**WORK TO BE COMPLETED:** Pick up the passage below on charitability and virtue signaling as costly signals of trustworthiness, and continue it from its last sentence.
(SOURCE EXTRACT Opens)
So assuming you lived in a relatively nice environment, and wanted to be known as a simple, clean trading partner, how would you actually convey either of these things? Not everyone has your log. You could just say "I follow the golden rule" or "I give people the benefit of the doubt" - but you might be lying.
Well, most people are indeed running something like tit-for-tat, and treat people that they like a lot better. So one nice adaption for assuring others you'll be kind, is having a pro-human cognitive bias. Specifically, one that suggests a positive view of how people treat one another. In this frame, unnecessary charitability is a costly signal of friendliness which demonstrates one can be fooled, but also exposes one to more trading opportunities. It's a trust exercise.
I think this analysis also explains to me another detail, which is why a lot virtue signaling seems so "misplaced". When most people I know think of virtue-signaling, they're not usually imagining direct acts of charity, like donating to the AMF, or saving children drowning in ponds. Sometimes people still call that stuff virtue signaling, but in my mind it's not the central example. What I imagine when I think of virtue signaling is dramatic, public displays of compassion toward people who either don't deserve it or can't reciprocate. I couldn't understand why people's attempts to display "virtue" were so ineffective at actually improving society.
(SOURCE EXTRACT Closes)
(GIVEN INFORMATION Opens)
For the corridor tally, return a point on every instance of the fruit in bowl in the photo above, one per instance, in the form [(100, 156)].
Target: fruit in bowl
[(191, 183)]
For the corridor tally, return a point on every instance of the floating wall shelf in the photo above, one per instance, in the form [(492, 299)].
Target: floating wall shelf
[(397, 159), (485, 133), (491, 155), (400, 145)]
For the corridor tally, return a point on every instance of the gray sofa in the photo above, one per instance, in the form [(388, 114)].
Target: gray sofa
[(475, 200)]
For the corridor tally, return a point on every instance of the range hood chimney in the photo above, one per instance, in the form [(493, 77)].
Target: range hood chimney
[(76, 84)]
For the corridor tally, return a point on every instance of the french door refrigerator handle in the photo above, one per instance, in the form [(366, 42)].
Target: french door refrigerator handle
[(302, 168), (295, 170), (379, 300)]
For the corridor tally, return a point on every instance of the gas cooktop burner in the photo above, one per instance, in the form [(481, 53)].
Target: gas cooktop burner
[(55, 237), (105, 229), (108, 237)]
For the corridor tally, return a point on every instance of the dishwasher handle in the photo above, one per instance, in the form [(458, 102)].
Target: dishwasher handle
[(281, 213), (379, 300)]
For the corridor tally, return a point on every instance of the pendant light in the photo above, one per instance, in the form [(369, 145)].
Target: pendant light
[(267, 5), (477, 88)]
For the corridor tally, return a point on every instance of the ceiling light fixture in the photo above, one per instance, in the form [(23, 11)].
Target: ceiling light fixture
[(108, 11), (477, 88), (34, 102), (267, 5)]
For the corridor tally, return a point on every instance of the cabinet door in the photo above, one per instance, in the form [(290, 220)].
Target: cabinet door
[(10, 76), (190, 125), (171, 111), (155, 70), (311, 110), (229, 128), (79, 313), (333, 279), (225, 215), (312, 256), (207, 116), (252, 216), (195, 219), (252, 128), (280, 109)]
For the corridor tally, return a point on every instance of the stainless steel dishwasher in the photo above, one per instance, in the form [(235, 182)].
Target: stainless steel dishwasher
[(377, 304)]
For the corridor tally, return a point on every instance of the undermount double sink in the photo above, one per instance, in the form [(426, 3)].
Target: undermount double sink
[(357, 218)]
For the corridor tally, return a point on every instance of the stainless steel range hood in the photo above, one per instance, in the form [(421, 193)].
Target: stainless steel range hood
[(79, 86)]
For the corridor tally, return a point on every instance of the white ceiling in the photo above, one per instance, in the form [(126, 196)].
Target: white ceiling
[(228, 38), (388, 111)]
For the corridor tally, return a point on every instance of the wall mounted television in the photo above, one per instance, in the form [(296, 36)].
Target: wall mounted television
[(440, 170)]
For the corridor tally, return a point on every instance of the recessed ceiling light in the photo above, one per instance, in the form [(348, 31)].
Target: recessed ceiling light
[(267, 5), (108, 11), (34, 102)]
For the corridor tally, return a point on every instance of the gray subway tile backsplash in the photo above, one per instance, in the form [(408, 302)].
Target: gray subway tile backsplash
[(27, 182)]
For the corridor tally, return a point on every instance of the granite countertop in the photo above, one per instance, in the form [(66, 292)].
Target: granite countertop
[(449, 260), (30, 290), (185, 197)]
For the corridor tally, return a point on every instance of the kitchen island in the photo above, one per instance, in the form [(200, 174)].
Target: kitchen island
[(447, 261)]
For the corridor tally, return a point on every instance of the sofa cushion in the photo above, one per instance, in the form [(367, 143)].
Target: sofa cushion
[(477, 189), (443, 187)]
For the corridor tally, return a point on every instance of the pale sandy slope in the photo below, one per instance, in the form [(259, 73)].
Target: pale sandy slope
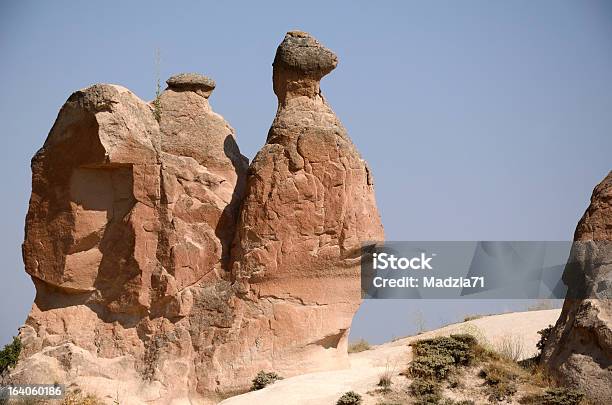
[(324, 388)]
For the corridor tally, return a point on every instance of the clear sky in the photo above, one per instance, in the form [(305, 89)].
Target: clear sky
[(481, 120)]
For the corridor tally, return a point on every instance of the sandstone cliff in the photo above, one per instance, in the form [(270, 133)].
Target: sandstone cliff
[(579, 350), (166, 269)]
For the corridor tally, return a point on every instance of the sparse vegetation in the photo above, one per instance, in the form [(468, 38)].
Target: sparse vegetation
[(77, 397), (445, 366), (544, 335), (511, 347), (386, 378), (435, 358), (349, 398), (263, 379), (359, 346), (500, 381), (9, 355)]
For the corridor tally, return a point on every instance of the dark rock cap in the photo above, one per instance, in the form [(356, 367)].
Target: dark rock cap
[(302, 53), (191, 81)]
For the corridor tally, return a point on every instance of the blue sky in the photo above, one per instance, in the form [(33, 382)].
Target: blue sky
[(481, 120)]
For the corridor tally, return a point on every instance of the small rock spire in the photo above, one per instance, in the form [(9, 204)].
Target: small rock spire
[(300, 63), (200, 84)]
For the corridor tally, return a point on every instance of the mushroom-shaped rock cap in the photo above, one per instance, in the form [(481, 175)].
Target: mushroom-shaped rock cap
[(303, 54), (191, 82)]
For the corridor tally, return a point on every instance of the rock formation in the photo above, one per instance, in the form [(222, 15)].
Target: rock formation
[(579, 350), (168, 271)]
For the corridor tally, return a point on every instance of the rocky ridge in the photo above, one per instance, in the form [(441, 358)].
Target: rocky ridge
[(579, 350), (169, 271)]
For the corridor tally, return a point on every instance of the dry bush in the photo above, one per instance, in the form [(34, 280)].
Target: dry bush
[(359, 346), (79, 398), (386, 378), (511, 347)]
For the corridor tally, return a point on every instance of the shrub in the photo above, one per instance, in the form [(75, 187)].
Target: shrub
[(562, 396), (501, 392), (359, 346), (431, 366), (263, 379), (455, 382), (421, 387), (79, 398), (458, 347), (385, 379), (500, 382), (349, 398), (511, 347), (544, 335), (466, 338), (496, 373), (10, 354)]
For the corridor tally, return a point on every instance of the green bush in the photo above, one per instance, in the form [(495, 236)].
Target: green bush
[(431, 366), (458, 347), (422, 387), (500, 382), (466, 338), (263, 379), (544, 335), (359, 346), (435, 358), (562, 396), (349, 398), (10, 354), (501, 392)]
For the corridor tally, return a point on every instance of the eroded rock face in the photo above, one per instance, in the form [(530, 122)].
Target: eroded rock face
[(152, 282), (309, 205), (579, 350)]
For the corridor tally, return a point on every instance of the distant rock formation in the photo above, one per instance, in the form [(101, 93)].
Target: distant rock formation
[(579, 350), (152, 283)]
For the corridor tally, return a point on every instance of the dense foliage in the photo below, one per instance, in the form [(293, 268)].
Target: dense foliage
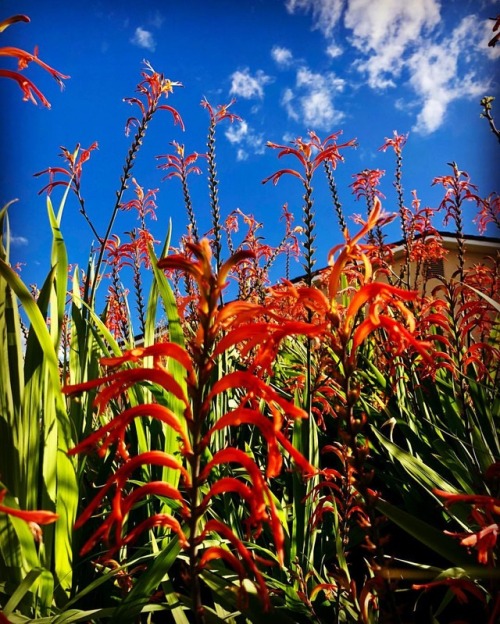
[(322, 450)]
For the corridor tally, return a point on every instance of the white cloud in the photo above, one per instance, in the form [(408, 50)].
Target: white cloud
[(400, 42), (384, 31), (240, 134), (313, 99), (244, 85), (436, 78), (144, 39), (326, 13), (236, 133), (333, 50), (282, 56)]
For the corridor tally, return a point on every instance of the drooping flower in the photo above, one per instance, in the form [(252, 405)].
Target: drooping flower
[(29, 89)]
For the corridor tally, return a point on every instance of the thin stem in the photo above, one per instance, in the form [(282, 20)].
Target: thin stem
[(486, 103), (335, 196), (213, 184), (309, 227)]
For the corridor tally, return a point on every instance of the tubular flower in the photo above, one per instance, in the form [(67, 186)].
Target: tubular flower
[(39, 517), (32, 518), (221, 112), (397, 143), (190, 414), (73, 174), (151, 88), (311, 154), (484, 510), (29, 89)]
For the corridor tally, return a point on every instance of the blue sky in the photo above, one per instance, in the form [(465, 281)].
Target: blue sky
[(366, 67)]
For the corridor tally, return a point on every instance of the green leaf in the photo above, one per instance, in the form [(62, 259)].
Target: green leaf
[(436, 540)]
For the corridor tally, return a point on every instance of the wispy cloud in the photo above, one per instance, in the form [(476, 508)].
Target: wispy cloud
[(283, 57), (406, 43), (333, 50), (244, 85), (384, 31), (240, 134), (326, 13), (144, 39), (313, 100), (436, 79)]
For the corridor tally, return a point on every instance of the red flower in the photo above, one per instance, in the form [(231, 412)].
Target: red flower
[(24, 58), (397, 143), (310, 154), (33, 518), (221, 112)]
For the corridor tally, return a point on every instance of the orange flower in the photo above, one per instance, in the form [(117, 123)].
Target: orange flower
[(33, 518), (30, 90)]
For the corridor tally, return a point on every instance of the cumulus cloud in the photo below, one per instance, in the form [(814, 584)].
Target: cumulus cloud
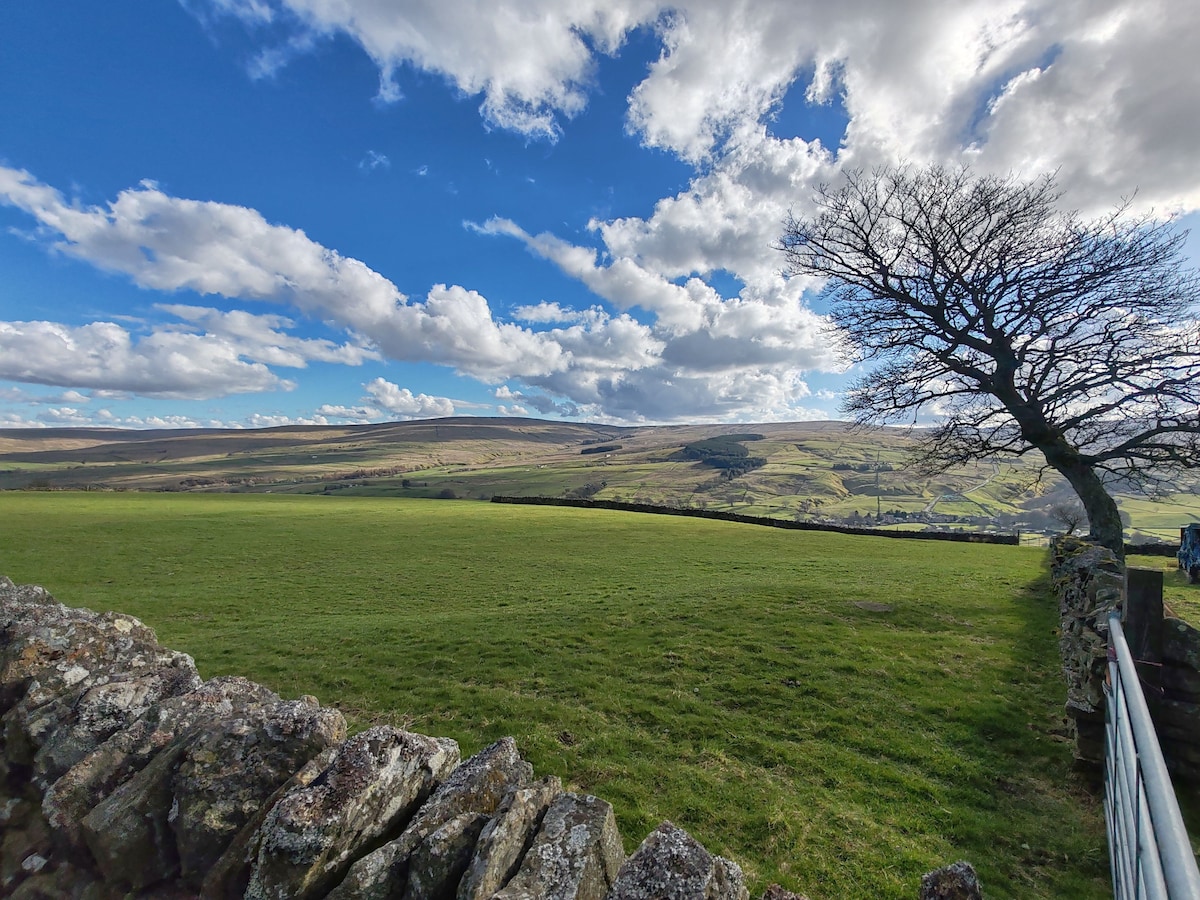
[(531, 61), (103, 354), (264, 339), (402, 402), (1104, 90), (701, 354)]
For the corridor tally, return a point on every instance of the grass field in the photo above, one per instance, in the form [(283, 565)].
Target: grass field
[(838, 714)]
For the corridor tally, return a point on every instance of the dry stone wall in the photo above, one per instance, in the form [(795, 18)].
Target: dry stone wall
[(1090, 582), (123, 774)]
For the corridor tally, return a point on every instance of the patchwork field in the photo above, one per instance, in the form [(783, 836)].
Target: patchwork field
[(838, 714), (809, 471)]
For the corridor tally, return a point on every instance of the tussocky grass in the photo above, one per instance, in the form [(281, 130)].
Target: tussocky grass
[(838, 714)]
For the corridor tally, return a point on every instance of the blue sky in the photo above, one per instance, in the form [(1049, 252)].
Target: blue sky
[(250, 213)]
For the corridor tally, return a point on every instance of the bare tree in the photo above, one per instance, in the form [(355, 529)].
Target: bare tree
[(1021, 327), (1068, 515)]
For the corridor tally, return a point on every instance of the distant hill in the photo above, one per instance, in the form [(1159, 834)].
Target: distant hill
[(811, 471)]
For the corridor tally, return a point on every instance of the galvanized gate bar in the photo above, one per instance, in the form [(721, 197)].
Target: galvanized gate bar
[(1150, 852)]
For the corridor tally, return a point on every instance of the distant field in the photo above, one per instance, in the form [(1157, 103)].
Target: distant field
[(838, 714), (811, 471)]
(GIVEN INFORMATION Closes)
**OUTPUT:**
But it makes a lot more sense if the point of the adaption is to signal friendliness and not necessarily to show you're "net-positive" in an abstract EA sense. What an act like Martha McKay's shows is not just that the person cares about others in general, but also that they are dramatically optimistic about human nature, and unlikely to take advantage of you if you decide to interact with them.
To be clear, people like Mr. Portman or Ms. McKay are actually nice. They're generally prosocial people. When you're doing character analysis of others, you should take into account that cynicism is a bad sign. But you can imagine a lot of left-right squabbling over criminal justice reform as resulting from the left accusing the right of being unscrupulous and evil, and the right accusing the left of misunderstanding human nature. Both accusations are true; the left, being more staffed with empathetic people, is more prone to a humans-are-wonderful-bias and thus more willing to entertain bizarre policies like police abolishment. The right, being less sympathetic, genuinely doesn't care much about the participants of the criminal justice system, but is also less likely to adopt naive restorative justice positions for social reasons.
When it comes to this particular bias, I think there's a balance to be struck. Insofar as it's required for you to pretend that people are nicer than they are to be kind to them, I think you should do that. But your impact will be better if you at least note it if that's what you're doing, and try to prevent it from bleeding into policy analysis.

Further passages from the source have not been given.